* [Given exercise] Rewrite the records from the start through the line containing "[[365, 295], [319, 85]]", inclusive, as a numbered list, leaving out any blank lines.

>> START Supplied records

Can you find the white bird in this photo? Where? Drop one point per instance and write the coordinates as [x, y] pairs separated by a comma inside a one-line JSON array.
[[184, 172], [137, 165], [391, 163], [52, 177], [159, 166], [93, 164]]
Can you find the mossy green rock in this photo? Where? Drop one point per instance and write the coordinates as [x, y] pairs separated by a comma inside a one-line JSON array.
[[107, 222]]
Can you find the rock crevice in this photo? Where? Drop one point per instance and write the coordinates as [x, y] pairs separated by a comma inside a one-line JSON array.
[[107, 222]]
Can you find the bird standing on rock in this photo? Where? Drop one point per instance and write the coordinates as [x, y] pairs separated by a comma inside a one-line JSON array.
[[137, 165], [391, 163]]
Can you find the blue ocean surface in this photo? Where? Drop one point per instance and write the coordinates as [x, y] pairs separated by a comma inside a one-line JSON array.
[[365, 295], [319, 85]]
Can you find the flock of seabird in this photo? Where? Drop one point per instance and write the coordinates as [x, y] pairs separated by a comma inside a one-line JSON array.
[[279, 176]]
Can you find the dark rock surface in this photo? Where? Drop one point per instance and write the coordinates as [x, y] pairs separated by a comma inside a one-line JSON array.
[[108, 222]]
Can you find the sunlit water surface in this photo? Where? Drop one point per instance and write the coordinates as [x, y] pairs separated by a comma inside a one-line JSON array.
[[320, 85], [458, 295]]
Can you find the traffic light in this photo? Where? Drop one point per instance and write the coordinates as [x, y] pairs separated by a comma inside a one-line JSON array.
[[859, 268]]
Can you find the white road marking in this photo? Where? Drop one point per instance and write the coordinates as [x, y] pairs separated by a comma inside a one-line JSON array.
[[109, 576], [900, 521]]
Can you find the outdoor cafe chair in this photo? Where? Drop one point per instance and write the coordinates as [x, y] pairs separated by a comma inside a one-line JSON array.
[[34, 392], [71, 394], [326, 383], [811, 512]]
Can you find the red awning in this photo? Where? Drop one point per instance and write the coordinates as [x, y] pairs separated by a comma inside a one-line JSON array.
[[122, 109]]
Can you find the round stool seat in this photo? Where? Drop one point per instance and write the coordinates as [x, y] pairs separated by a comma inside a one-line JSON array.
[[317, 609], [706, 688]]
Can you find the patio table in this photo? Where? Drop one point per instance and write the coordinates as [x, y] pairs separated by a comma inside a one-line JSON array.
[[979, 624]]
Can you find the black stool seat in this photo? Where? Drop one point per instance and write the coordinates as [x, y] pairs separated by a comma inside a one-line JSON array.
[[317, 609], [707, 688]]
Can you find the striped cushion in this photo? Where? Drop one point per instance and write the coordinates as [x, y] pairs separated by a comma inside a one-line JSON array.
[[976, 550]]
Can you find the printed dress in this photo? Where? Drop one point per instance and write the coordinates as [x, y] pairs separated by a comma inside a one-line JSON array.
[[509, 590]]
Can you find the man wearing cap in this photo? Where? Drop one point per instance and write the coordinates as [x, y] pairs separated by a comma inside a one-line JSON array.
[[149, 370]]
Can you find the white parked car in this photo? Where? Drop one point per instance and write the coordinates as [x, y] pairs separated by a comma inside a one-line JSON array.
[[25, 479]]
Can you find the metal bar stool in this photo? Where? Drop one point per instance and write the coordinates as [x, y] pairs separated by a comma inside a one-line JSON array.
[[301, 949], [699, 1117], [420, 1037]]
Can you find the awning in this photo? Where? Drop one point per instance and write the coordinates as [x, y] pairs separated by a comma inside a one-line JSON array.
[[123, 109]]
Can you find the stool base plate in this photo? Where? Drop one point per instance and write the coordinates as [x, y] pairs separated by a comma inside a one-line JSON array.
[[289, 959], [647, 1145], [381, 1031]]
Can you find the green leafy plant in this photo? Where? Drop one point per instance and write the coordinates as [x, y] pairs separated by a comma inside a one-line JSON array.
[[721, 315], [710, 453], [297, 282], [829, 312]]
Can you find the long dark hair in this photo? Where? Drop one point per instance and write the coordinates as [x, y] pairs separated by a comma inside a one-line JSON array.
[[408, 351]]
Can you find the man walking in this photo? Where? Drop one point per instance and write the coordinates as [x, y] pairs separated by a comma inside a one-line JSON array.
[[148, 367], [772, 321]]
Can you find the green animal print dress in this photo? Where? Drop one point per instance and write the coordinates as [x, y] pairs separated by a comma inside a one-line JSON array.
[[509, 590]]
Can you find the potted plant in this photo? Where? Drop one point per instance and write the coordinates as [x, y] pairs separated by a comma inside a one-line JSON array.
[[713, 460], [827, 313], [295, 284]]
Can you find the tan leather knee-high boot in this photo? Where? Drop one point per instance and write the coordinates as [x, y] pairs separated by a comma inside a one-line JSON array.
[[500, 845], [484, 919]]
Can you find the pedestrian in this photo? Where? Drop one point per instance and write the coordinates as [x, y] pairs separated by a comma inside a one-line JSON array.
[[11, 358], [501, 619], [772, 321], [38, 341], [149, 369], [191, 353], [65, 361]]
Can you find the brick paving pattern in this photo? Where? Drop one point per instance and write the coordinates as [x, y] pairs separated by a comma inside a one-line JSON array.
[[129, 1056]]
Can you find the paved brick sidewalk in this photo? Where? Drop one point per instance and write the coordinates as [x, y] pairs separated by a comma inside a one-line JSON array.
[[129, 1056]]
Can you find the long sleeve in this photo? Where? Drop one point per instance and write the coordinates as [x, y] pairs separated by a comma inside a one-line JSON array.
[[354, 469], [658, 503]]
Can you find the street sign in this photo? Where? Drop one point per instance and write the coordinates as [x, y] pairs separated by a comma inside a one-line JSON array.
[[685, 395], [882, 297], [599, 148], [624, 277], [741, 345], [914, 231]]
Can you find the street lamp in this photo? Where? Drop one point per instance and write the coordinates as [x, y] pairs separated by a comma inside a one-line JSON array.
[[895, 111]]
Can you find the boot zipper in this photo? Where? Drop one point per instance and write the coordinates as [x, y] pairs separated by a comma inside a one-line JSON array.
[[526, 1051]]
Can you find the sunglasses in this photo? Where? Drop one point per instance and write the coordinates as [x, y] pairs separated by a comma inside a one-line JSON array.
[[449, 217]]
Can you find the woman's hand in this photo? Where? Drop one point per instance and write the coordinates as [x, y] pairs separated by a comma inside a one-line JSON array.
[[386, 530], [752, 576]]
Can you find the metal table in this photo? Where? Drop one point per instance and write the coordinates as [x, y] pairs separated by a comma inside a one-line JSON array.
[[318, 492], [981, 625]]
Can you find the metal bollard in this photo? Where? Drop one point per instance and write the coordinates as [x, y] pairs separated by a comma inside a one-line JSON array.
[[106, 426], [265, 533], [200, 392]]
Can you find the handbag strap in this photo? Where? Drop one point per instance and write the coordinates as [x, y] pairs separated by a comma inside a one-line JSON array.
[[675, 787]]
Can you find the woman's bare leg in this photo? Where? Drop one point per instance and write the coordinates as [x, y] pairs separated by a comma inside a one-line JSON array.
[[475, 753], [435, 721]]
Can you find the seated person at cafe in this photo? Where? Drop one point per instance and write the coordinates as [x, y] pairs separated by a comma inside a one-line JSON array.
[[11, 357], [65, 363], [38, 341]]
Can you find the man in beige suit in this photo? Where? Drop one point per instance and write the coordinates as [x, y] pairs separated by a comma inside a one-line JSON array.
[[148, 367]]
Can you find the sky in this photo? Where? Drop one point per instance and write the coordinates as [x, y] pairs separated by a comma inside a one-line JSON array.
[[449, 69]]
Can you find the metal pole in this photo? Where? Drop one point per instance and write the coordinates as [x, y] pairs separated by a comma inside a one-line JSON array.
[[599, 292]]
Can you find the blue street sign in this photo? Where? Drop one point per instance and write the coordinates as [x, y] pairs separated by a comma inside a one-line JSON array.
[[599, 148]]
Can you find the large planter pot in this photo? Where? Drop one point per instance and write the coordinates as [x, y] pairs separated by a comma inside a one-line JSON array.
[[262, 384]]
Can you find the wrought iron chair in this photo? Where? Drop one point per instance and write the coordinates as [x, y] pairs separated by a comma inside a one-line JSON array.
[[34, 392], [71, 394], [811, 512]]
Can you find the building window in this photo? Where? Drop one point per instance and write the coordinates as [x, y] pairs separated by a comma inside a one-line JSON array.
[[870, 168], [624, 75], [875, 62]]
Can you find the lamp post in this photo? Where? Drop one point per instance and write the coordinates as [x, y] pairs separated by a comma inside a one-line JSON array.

>> END Supplied records

* [Worked answer]
1. Can you find the white bird in this photo? Where? Drop one point per instance and write the coordinates as [x, y] pairs separated by a comma inside a one-line JSON array.
2. [[184, 172], [137, 165], [391, 163], [52, 177], [159, 166], [93, 164]]
3. Can you find the mossy green rock in this photo? Where? Drop one point per instance and write the coordinates as [x, y] pairs separated by a comma inside a one-line JSON array.
4. [[107, 222]]
5. Can you find the rock crevice in this photo? Where? Drop one point per instance and write the coordinates as [x, y] pairs separated by a comma inside a one-line JSON array.
6. [[107, 222]]
7. Can you find the bird standing on rock in this photo? Where? Drop one point per instance and write the coordinates as [x, y] pairs separated by a comma inside a one-line JSON array.
8. [[137, 165], [391, 163]]
9. Can you find the blue ocean surface in this photo? Where? Drop one point per instance and write the coordinates as [x, y] pairs separated by a comma inside a one-line JSON array.
10. [[365, 295], [319, 85]]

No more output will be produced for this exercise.